PROMPT →
Pick up the piece on why London's super-rich rent rather than buy right after its last sentence, and extend it with further paragraphs.

Why London’s Super-Rich Are Renting Property & Not Buying

According to research carried out for The Times, about 221,000 households earning more than £100,000 a year are renting a property privately in England and Wales and the experts are seeing this rise year on year. 

For Dominic Wertheimer, Founding Director of property management company Lornham, the number of super-rich renters in the capital has never been greater and it’s not unusual for his clients to spend between £10,000-£40,000 a week for a prime property in one of London’s most exclusive neighbourhoods. 

So why are the super-rich choosing to rent rather than buy? ‘2022 was the year of total political instability,’ says Wertheimer. ‘We had three Prime Ministers and four Chancellors so the ongoing uncertainty has meant many UHNW clients see super-rich renting as providing short term flexibility.’

Nina McDowall, Director at Strutt & Parker Sloane Street who specialises in rentals in Prime Central London tells Tatler that renting gives the super-rich a number of benefits. ‘It allows flexibility for tenants to ‘try before they buy’ in a given location if they plan on investing there later, provides freedom from maintenance costs, and there’s no stamp duty to pay on rental property.’

Currently, an overseas buyer can expect to pay almost 17 per cent on a second property, which equates to more than £3.3 million on a £20 million house.

Most uber-renters want to be in Belgravia, Mayfair and Knightsbridge with families often opting for picture-pretty townhouses in Kensington. Often clients are wealthy international families, lured to these London hotspots due to their proximity to schools, business opportunities and green spaces.

MATERIAL →
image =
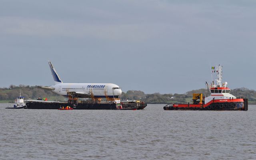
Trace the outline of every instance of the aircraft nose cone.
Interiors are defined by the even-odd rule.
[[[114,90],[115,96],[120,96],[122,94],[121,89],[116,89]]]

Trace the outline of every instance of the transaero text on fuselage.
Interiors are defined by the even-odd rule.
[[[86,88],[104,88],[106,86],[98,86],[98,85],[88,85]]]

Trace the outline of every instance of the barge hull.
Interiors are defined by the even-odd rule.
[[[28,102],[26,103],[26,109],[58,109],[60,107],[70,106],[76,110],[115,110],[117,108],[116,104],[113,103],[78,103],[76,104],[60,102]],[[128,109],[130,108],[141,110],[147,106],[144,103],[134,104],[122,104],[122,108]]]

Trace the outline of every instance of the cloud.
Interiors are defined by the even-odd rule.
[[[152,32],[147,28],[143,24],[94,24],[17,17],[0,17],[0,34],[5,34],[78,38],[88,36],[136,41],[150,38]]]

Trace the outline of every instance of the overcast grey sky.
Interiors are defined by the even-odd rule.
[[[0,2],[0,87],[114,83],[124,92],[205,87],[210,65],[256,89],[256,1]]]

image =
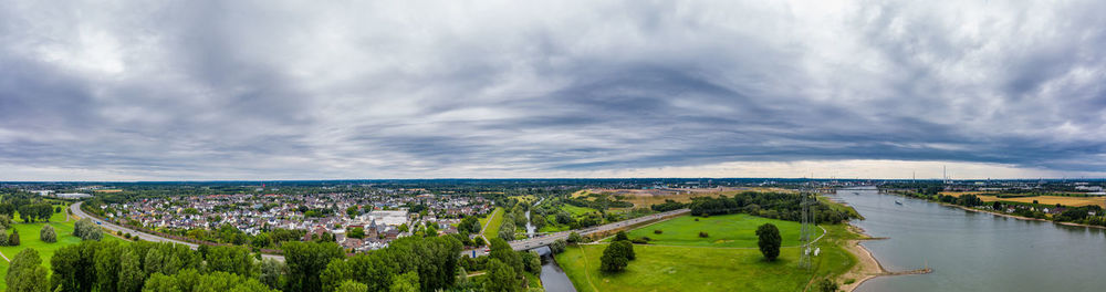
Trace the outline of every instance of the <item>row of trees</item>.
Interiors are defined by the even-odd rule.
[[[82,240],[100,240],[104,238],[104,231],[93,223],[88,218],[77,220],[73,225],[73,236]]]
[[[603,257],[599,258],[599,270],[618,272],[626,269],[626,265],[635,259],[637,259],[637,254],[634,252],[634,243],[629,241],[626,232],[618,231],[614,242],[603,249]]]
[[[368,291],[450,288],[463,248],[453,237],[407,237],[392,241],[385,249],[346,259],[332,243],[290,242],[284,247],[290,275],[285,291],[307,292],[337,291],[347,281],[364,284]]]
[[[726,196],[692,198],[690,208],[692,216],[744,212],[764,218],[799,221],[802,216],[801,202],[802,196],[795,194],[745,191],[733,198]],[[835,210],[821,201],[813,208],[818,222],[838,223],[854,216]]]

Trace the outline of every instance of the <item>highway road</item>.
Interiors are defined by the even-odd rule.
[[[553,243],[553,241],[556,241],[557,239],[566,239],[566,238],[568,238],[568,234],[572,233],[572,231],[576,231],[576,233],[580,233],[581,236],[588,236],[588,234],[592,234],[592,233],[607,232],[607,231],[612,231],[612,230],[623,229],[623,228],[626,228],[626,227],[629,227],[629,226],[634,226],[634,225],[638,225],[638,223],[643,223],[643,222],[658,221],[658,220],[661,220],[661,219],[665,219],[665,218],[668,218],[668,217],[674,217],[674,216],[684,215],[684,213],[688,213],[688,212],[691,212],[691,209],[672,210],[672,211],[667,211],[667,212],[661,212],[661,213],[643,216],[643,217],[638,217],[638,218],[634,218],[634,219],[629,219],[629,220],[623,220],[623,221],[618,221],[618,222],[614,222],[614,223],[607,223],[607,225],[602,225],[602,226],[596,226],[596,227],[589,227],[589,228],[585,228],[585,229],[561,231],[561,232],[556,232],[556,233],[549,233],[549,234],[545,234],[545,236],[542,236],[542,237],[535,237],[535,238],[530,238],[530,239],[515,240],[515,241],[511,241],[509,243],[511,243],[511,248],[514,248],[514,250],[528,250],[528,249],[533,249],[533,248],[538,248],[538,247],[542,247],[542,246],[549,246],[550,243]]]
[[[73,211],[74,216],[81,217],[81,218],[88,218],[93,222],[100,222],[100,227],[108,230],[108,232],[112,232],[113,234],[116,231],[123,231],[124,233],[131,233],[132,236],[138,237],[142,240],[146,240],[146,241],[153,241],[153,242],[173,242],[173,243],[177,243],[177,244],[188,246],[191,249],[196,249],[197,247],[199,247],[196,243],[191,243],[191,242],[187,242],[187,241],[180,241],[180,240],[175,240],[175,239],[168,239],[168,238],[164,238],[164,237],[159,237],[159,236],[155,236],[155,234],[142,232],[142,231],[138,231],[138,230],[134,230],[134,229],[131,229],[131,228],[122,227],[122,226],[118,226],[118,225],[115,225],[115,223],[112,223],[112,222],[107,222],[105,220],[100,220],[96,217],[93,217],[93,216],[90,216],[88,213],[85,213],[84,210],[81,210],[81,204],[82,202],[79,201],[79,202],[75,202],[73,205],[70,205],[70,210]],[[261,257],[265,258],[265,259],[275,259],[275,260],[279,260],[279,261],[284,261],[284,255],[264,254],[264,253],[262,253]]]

THE ANSWER →
McDowall points to new luxury developments like One Kensington Gardens, designed by award-winning British architect Sir David Chipperfield, where no-expense-spared apartments, situated opposite Kensington Palace, come with all the benefits a person needs (24-hour concierge, valet parking, health spa). ‘There’s no service charge to pay on top of rental charges so it can often make financial sense to rent turnkey rather than buy,’ she says, adding, ‘tenants here will be living a central London lifestyle, unencumbered by the hassle of home ownership, and able to turn up with their suitcase at one of the most exclusive addresses in the world.’

While most uber-renters choose longer-term contracts often lasting between three and five years, there’s also a trend for shorter lets, reports the Evening Standard, where the likes of Sotheby’s are seeing requests as short as 14 days, often from those undertaking major renovations (something celebrities are well-versed in – Robbie Williams apparently temporarily swapped his Holland Park home for a £20,000-a-month rental in St John’s Wood in 2019). 

For many uber-renters, it makes sense to have access to a central location. ‘We had a client paying 10k per week who barely used the property but needed a base should he need to come to London on a more permanent basis,’ says Wertheimer, who tells us he’s just secured a property for an international polo player in west London for the summer season.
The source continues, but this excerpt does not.